= EXERCISE DIRECTIONS =
Drop the pictures, then repeat every record exactly as it stands.

(Beginning of PROVIDED DATA)

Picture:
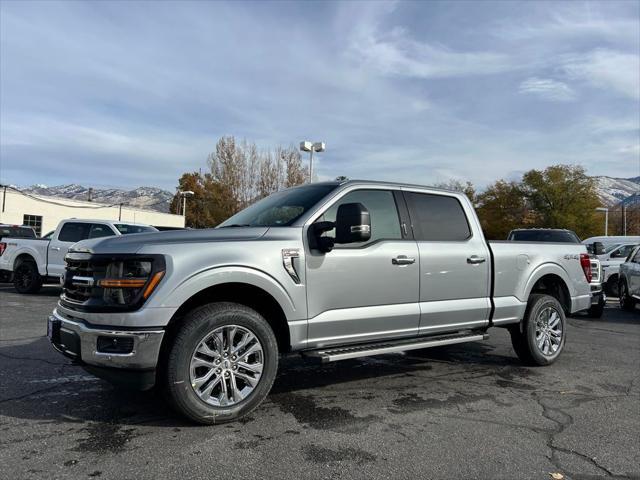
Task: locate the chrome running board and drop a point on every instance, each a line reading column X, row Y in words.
column 366, row 350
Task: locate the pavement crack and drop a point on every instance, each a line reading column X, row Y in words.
column 564, row 420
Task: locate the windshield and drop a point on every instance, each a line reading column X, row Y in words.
column 281, row 208
column 125, row 228
column 560, row 236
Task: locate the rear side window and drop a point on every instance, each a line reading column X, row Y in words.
column 98, row 231
column 437, row 217
column 125, row 228
column 74, row 232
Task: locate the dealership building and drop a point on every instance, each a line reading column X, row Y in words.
column 44, row 213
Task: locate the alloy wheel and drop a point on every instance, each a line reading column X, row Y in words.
column 226, row 366
column 548, row 331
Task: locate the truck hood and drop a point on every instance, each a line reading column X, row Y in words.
column 133, row 242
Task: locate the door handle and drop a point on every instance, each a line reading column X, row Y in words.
column 403, row 260
column 474, row 259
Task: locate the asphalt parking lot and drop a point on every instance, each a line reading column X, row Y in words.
column 469, row 411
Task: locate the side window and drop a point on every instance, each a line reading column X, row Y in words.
column 385, row 224
column 74, row 232
column 98, row 231
column 437, row 217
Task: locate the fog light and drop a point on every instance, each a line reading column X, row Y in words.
column 121, row 345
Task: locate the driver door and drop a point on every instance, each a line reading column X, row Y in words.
column 361, row 292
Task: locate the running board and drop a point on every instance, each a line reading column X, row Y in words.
column 367, row 350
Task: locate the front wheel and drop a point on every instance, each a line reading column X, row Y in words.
column 541, row 337
column 222, row 363
column 26, row 278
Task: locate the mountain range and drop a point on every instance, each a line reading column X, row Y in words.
column 610, row 190
column 150, row 198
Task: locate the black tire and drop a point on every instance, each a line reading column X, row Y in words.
column 523, row 337
column 26, row 278
column 626, row 301
column 195, row 327
column 612, row 286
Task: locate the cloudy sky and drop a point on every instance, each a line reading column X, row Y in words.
column 128, row 94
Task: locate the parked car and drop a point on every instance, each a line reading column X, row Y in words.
column 629, row 282
column 558, row 235
column 12, row 231
column 331, row 270
column 611, row 260
column 30, row 262
column 609, row 240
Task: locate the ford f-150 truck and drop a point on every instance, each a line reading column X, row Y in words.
column 30, row 262
column 332, row 270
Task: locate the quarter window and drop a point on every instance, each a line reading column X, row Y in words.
column 385, row 224
column 98, row 231
column 74, row 232
column 34, row 221
column 437, row 217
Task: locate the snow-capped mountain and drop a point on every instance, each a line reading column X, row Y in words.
column 614, row 190
column 142, row 197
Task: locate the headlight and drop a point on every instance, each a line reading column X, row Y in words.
column 128, row 281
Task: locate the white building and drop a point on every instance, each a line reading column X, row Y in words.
column 44, row 213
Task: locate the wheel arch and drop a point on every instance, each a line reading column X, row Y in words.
column 553, row 284
column 246, row 294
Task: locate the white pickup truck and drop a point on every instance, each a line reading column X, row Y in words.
column 31, row 262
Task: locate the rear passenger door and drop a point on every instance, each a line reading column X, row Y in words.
column 454, row 263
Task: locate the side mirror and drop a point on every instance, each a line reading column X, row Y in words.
column 598, row 248
column 353, row 223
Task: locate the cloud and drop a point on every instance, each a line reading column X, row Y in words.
column 548, row 89
column 395, row 52
column 607, row 69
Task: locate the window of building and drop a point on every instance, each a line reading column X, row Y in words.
column 437, row 217
column 34, row 221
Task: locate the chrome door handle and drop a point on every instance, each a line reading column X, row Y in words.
column 474, row 260
column 403, row 260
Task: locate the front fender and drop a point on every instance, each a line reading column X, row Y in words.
column 213, row 276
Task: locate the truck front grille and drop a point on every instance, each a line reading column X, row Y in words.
column 80, row 280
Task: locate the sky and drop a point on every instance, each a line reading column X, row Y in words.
column 135, row 93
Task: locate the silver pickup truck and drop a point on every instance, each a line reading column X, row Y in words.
column 331, row 270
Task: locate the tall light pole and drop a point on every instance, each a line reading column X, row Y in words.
column 184, row 195
column 606, row 219
column 312, row 147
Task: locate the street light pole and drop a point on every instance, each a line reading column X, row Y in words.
column 606, row 219
column 184, row 195
column 312, row 147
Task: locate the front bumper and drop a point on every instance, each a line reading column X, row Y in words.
column 79, row 341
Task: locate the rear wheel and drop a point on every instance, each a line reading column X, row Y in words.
column 541, row 337
column 612, row 286
column 222, row 363
column 626, row 301
column 26, row 278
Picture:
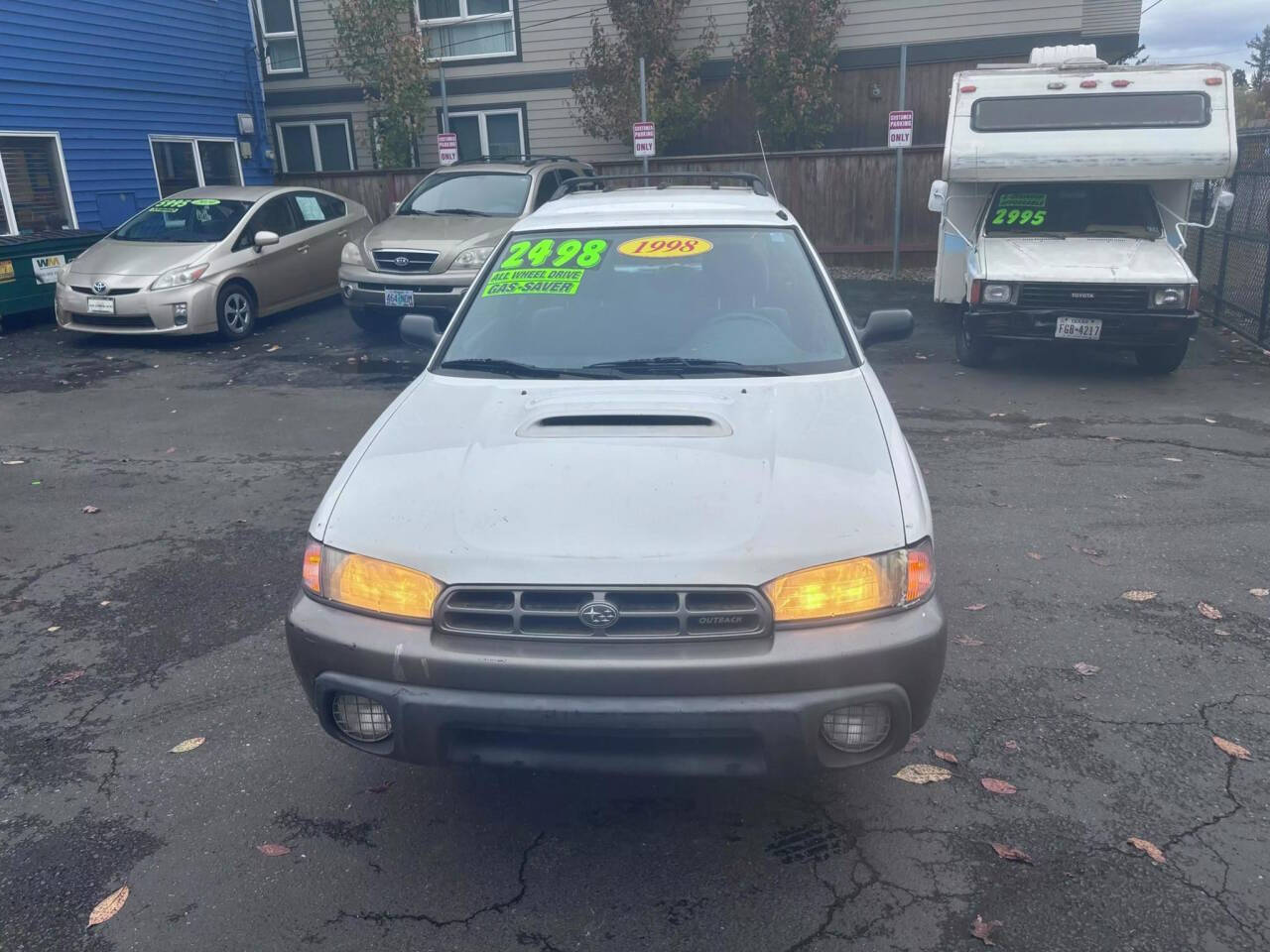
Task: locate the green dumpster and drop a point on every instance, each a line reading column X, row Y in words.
column 30, row 263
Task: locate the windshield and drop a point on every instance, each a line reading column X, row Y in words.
column 629, row 302
column 477, row 193
column 1075, row 208
column 185, row 220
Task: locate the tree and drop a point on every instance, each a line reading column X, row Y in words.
column 606, row 86
column 379, row 49
column 786, row 61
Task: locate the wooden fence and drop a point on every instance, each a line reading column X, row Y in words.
column 843, row 198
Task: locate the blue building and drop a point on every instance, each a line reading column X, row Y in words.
column 105, row 105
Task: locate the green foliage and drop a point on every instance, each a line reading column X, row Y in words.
column 606, row 89
column 786, row 61
column 379, row 49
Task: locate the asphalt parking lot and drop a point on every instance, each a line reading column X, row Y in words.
column 1058, row 484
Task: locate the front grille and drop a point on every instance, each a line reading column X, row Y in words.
column 1086, row 298
column 404, row 262
column 642, row 613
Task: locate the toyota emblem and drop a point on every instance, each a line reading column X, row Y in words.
column 598, row 615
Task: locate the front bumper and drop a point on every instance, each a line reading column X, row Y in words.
column 434, row 294
column 143, row 312
column 1119, row 329
column 739, row 707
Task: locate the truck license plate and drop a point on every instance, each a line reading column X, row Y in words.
column 1079, row 327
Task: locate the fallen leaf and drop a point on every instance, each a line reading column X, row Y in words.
column 108, row 906
column 994, row 785
column 982, row 929
column 1147, row 847
column 1012, row 853
column 1230, row 748
column 922, row 774
column 1138, row 595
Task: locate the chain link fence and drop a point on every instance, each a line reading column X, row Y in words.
column 1232, row 259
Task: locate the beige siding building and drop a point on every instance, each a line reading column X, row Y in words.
column 508, row 68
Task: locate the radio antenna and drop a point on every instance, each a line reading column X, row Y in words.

(End of PROVIDED DATA)

= COMPLETED EXERCISE =
Picture:
Task: locate the chrome running board and drop a point on every instance, each a line reading column X, row Y in words.
column 366, row 350
Task: locate the pavement crack and drop a point on every instance, each a line reading column X, row Y in words.
column 564, row 420
Task: locate the windshield and drop a point on every instance, each a line reading column X, row Y in words.
column 281, row 208
column 125, row 228
column 560, row 236
Task: locate the rear side window and drop a point on every instance, each a line reading column X, row Y in words.
column 98, row 231
column 437, row 217
column 125, row 228
column 74, row 232
Task: locate the dealership building and drop a point on every instance, each a line reading column X, row Y in words.
column 44, row 213
Task: locate the alloy wheel and drop a point on every instance, each a line reading column X, row Y in words.
column 226, row 366
column 548, row 331
Task: locate the truck hood and drop a point on every instance, each a line reading column X, row Y in words.
column 133, row 242
Task: locate the door handle and drop a point on every instance, each a line reading column X, row Y in words.
column 403, row 260
column 474, row 259
Task: locate the asphalt parking lot and drop a point on every instance, each a line reading column X, row Y in words.
column 469, row 411
Task: locate the side window and drop a point on every instance, each a line reading column X, row Y in words.
column 385, row 224
column 74, row 232
column 98, row 231
column 437, row 217
Task: locate the fog light and drop a point on every instance, each a line reading column X, row Y in words.
column 121, row 345
Task: locate the driver door and drop a point on every instance, each a line reading column X, row Y in words.
column 361, row 292
Task: locate the running board and drop a point on every instance, each a line reading column X, row Y in words.
column 367, row 350
Task: locate the front wheel and drop a point on every instance, each a line reading column X, row Y in words.
column 541, row 337
column 222, row 363
column 26, row 278
Task: locate the mountain range and drop a point on every instance, each a line reading column X, row Y in words.
column 610, row 190
column 150, row 198
Task: locate the black tire and drop a point on every instance, each a line reading column X, row Y in words.
column 523, row 337
column 26, row 278
column 626, row 301
column 195, row 327
column 612, row 286
Task: locate the cloudy sky and drop a point on every instance, each a line reading column X, row Y in words.
column 128, row 94
Task: locate the parked car and drop a point on every instance, each a line reading column X, row Y in words.
column 629, row 282
column 558, row 235
column 12, row 231
column 331, row 270
column 611, row 260
column 30, row 262
column 609, row 240
Task: locate the ford f-150 truck and drop a point on every instance, each a line reading column X, row Y in words.
column 30, row 262
column 332, row 270
Task: locate the quarter window and drop a point on every instance, each a line reading column X, row Y in words.
column 385, row 224
column 98, row 231
column 74, row 232
column 34, row 221
column 437, row 217
Task: locate the snow-capped mountain and drop a point on every instance, each a line reading column X, row Y in words.
column 614, row 190
column 142, row 197
Task: locate the headlight and drop a point on every instance, each a line reading column X, row Y in words.
column 128, row 281
Task: locate the white building and drop a point on every instance, each a line reading column X, row Y in words.
column 44, row 213
Task: locate the wheel arch and drop a point on every instance, each a line reading column X, row Y in words.
column 553, row 284
column 246, row 294
Task: locate the white pickup truck and drop a point on every instance, each a line reading column X, row Y in words.
column 31, row 262
Task: locate the rear passenger door and drop a point on every instance, each a line reading column X, row Y in words.
column 454, row 263
Task: locate the side mirror and drop a point on every instance, each a line reading column X, row Y in words.
column 598, row 248
column 353, row 223
Task: locate the cloud and drop a point on every instance, each a line reading column X, row Y in words.
column 548, row 89
column 395, row 52
column 607, row 69
Task: locate the window of building and drop a point on every instance, each a line reading column X, row Y in words.
column 437, row 217
column 34, row 221
Task: locate the chrome door handle and drop a point on every instance, each a line reading column X, row Y in words.
column 474, row 260
column 403, row 260
Task: locate the front fender and drop a point on every instance, each a line reading column X, row Y in words.
column 213, row 276
Task: locate the truck front grille and drop a point on every instance, each a line reading column X, row Y in words.
column 80, row 280
Task: locate the sky and drop a point on every instance, each a line reading column X, row Y in words.
column 135, row 93
Task: locate the silver pickup truck and drop a point on every instance, each a line reading column X, row Y in words.
column 331, row 270
Task: locate the tall light pole and drop a point on every instance, each a line reading column X, row Y in words.
column 184, row 195
column 606, row 219
column 312, row 147
Task: locate the street light pole and drop a point on every instance, each a line reading column X, row Y in words.
column 606, row 219
column 184, row 195
column 312, row 147
Task: locate the front bumper and drop a point on every instance, each a line reading column X, row Y in words.
column 79, row 341
Task: locate the rear wheel and drop a point on every instance, each a line reading column X, row Y in words.
column 541, row 337
column 612, row 286
column 222, row 363
column 626, row 301
column 26, row 278
Picture:
Task: locate the green dumpster and drop a point on every instance, each a line reading column X, row Y in words.
column 30, row 263
Task: locate the windshield and drop a point on every instance, each a line reading column X, row Y in words.
column 629, row 302
column 477, row 193
column 1075, row 208
column 185, row 220
Task: locate the tree and drop a point on every instance, each a line reading column X, row Y in words.
column 606, row 86
column 379, row 49
column 786, row 61
Task: locate the wooden fence and drop a point on every instance, each a line reading column X, row Y in words.
column 843, row 198
Task: locate the blue building and drop a point on every instance, each a line reading column X, row Y in words.
column 105, row 105
Task: locate the green foliage and drop a point on every instance, each a line reading column X, row Y in words.
column 606, row 89
column 786, row 61
column 379, row 49
Task: locate the asphalt parking lot and drop a point on every instance, each a line reading column X, row Y in words.
column 1058, row 484
Task: locate the front grille and drop a point on every instance, each a line reading column X, row Y in words.
column 1086, row 298
column 404, row 262
column 642, row 613
Task: locate the toyota emblem and drop a point on every instance, each a line reading column X, row Y in words.
column 598, row 615
Task: locate the front bumper and drop a point on every instance, each a line reading column X, row Y in words.
column 434, row 294
column 143, row 312
column 1119, row 329
column 739, row 707
Task: locate the truck license plate and drop a point on every instance, each a line reading column X, row Y in words.
column 1079, row 327
Task: locate the fallen leaf and drop a point on every instance, each a line reading column X, row Y in words.
column 108, row 906
column 994, row 785
column 982, row 929
column 1147, row 847
column 1012, row 853
column 1230, row 748
column 922, row 774
column 1138, row 595
Task: locate the chain link fence and drop a point on every instance, each a line reading column X, row Y in words.
column 1232, row 259
Task: locate the beige siding building and drop a point on every instance, each a line reading column X, row Y in words.
column 508, row 68
Task: locate the radio antenna and drop a point on every instance, each a line reading column X, row Y in words.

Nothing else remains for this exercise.